■ **Breve compito**
Scrivi il seguito del brano sulla professione di insegnante vista dagli studenti, partendo subito dopo la sua ultima frase.

■ **Estratto del documento**
__________________________________________________

Considerando che l’età media degli insegnanti attualmente in ruolo si
attesta intorno ai 48 anni abbondanti, e che quasi il 50% ha più di
cinquant’anni, potremmo ragionevolmente aspettarci che entro il 2015-2016 la
metà degli insegnanti, attualmente in servizio, se ne andrà in pensione.
D’altro canto anche il precariato storico comincia ad avere un’età ben che
matura! Nella scuola si attende dunque un massiccio turn over di
personale…Ma ci sarà qualcuno che aspirerà a prendere il nostro posto? Quale
sarà il futuro della nostra professione? La soluzione agli interrogativi
forse si può trovare nelle fantasie e nei desideri dei giovani. Le loro
aspirazioni sicuramente sono condizionate dal modo in cui vedono,
considerano e giudicano noi e la nostra professione con i significati ad
essa legati.
Alcune risposte a questi quesiti sono rintracciabili in un’interessante
pubblicazione dal titolo provocatorio: “Perché non sarò mai un insegnante”
scritto dal docente liceale Gianfranco Giovannone che si è preso la briga di
intervistare i suoi alunni in merito all’opinione che costoro hanno della
professione di insegnante.
Il quadro emerso è tanto significativo quanto sconfortante e forse, almeno
in parte, prevedibile. In un contesto culturale che propone tre valori
assoluti: denaro, potere e successo, non potevamo certo attenderci che la
nostra attività risultasse in qualche modo appetibile. Dunque i nostri
allievi la considerano: mal retribuita, noiosa, ripetitiva, senza
possibilità di carriera, latrice di scale di valori decisamente fuori moda:
impegno, disciplina, dovere, amore per lo studio. Oltre che fuori moda,
quello che la scuola propone è spesso visto quasi in contrapposizione ai
valori di promozione mediatica: rendere attraenti concetti quali ricchezza
interiore e culturale, aspetti sicuramente non molto appariscenti nelle
persone che ne sono portatrici, è impresa ben più ardua rispetto ad
affermare l’ostentazione degli status simbol e della ricchezza che può
tutto, il primato dell’avere rispetto all’essere, tanto per riprendere un
tema molto ben sviscerato da Fromm.

__________________________________________________

■ **Sezione dati**
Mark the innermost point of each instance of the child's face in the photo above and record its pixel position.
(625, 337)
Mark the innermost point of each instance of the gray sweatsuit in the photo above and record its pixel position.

__________________________________________________

■ **Risultato del compito**
Un lavoro in via di estinzione dunque?
Ma quali i fattori alla base di questo progressivo e graduale declino oltre
a quelli già esaminati? Quali i responsabili?
L’opinione pubblica non è certo benevola nei confronti della categoria,
alimentata anche da un filone giornalistico molto accanito nel denigrare e
nell’attribuire alla scuola la causa di tutti i problemi, riesce in tal modo
a far leva su tutte le frustrazione ataviche accumulate nei confronti delle
imposizioni istituzionali, una sorta di ribellione adolescenziale collettiva
reiterata.
Se poi vogliamo aggiungere l’ingerenza dell’utenza nelle questioni
scolastiche che, con la riforma Moratti, ha trovato anche una legittimazione
normativa, allora capiamo come la confusione delle sfere di competenza stia
svuotando la professione delle sue peculiarità, la valutazione in primis. La
docenza non è più una professione con una sua identità ma è un territorio
indefinito in cui chiunque pascola ed interviene.
Altra ferita inferta alla categoria appare dall’ultimo decreto di attuazione
della Riforma e riguardante il nuovo sistema di formazione degli insegnanti.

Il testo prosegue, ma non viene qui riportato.